- **Problem to work on**
Copy nothing from the entries below except the lines from the one containing "[locate] purple t-shirt (one point each)" through the one containing "[locate] vest pocket (one point each)", and copy those exactly.

- **Input for this task**
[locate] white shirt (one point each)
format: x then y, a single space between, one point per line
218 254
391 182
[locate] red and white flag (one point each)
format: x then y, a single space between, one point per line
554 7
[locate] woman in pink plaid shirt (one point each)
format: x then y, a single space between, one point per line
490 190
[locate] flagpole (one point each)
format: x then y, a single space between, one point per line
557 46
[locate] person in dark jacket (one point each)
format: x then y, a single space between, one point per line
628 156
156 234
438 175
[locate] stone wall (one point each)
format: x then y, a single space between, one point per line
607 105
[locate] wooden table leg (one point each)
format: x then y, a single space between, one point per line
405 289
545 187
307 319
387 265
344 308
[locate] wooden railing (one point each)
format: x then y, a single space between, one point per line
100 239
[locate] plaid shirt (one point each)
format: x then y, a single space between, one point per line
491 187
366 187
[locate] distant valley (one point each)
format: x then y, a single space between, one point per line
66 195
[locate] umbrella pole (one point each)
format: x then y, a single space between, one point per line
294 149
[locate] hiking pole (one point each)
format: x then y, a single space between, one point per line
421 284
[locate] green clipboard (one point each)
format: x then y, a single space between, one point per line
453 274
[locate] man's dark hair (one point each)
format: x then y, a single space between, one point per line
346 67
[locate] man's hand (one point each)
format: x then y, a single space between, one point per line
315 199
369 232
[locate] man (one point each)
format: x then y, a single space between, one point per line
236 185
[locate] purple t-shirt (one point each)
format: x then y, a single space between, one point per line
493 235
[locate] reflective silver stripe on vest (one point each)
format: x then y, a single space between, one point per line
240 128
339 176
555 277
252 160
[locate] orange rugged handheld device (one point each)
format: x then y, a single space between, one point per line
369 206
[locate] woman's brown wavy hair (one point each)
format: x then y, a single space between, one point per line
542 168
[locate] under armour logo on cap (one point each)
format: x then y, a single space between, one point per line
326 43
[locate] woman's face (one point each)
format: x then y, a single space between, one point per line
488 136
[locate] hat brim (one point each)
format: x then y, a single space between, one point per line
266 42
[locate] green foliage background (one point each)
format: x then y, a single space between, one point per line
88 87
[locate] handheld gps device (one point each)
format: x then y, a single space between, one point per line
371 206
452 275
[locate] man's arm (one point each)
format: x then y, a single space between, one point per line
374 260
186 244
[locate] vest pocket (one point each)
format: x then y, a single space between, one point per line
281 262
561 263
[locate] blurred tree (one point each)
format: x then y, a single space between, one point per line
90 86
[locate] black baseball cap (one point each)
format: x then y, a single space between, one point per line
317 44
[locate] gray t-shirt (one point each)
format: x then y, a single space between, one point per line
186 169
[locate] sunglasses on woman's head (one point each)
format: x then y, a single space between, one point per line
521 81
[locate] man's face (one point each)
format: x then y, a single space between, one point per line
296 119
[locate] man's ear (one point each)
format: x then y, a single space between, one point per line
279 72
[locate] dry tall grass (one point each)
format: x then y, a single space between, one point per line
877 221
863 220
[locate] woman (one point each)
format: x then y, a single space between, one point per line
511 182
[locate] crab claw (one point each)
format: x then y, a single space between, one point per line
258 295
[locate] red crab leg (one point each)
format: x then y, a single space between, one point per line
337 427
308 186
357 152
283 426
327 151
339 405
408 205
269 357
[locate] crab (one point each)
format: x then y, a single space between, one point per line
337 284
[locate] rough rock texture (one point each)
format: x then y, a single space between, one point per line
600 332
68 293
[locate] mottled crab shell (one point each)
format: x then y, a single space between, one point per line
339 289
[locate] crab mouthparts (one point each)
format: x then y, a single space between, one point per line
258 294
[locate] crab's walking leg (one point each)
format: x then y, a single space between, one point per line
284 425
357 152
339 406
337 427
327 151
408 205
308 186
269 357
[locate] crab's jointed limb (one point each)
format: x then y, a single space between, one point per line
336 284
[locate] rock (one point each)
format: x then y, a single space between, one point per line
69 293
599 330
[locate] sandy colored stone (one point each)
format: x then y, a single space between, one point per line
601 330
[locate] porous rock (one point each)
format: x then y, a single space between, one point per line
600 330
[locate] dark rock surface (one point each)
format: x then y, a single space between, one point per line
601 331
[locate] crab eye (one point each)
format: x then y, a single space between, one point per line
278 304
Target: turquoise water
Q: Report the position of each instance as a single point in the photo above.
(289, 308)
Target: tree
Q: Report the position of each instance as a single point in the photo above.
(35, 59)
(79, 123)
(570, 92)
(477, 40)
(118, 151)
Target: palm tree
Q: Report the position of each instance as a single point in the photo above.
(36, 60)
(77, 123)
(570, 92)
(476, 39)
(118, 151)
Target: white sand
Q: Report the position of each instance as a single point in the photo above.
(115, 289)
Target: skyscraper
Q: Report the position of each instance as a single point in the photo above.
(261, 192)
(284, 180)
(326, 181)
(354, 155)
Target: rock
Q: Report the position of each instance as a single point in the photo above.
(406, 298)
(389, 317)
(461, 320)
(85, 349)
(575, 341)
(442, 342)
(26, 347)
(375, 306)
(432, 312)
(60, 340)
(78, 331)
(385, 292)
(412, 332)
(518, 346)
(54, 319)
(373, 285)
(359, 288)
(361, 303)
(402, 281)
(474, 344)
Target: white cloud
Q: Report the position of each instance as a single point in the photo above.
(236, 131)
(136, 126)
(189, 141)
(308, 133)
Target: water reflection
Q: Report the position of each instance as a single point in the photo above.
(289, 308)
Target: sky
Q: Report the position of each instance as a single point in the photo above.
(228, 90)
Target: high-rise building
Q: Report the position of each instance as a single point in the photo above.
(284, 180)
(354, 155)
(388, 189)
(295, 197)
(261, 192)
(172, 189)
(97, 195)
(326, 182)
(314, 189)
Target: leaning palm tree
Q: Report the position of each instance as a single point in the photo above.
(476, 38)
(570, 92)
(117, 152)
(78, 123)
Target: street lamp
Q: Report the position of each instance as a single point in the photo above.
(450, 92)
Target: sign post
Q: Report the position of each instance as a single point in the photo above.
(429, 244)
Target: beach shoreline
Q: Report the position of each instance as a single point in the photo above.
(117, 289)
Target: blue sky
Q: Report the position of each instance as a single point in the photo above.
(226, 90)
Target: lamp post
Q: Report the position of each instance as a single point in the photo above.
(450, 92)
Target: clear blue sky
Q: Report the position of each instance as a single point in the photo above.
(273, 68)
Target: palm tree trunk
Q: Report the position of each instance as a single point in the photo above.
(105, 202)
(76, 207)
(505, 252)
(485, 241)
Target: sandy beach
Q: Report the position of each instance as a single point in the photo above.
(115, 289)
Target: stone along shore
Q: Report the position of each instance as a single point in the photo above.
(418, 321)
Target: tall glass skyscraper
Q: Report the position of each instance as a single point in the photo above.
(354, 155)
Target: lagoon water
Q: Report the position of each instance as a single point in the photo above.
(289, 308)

- **Answer space**
[locate] purple t-shirt (one point each)
format: x then y, a single space between, one point per line
493 235
[locate] reflective silver stripe on vest (one point each)
format: x then y, a single space between, one point per line
240 128
339 176
555 277
252 160
[locate] orange rugged handheld device (one point each)
format: x then y, a single space between, one point per line
369 206
[locate] woman's brown wavy hair (one point each)
format: x then y, a single space between, one point per line
542 168
[locate] under armour logo on cap (one point each)
format: x then y, a single space between, one point per line
326 43
[locate] woman's face (one point each)
format: x then y, a single space between, one point per line
488 136
[locate] hat brim (one point each)
format: x then y, a single space between, one point per line
266 42
[locate] green foliage background (one point each)
format: x then y, a single space between, one point per line
88 87
[locate] handheld gps device (one point each)
format: x then y, a single space between, one point per line
371 206
452 275
[locate] man's arm (one point each)
format: x then y, a single space between, one point per line
374 260
186 244
[locate] vest pocket (one point each)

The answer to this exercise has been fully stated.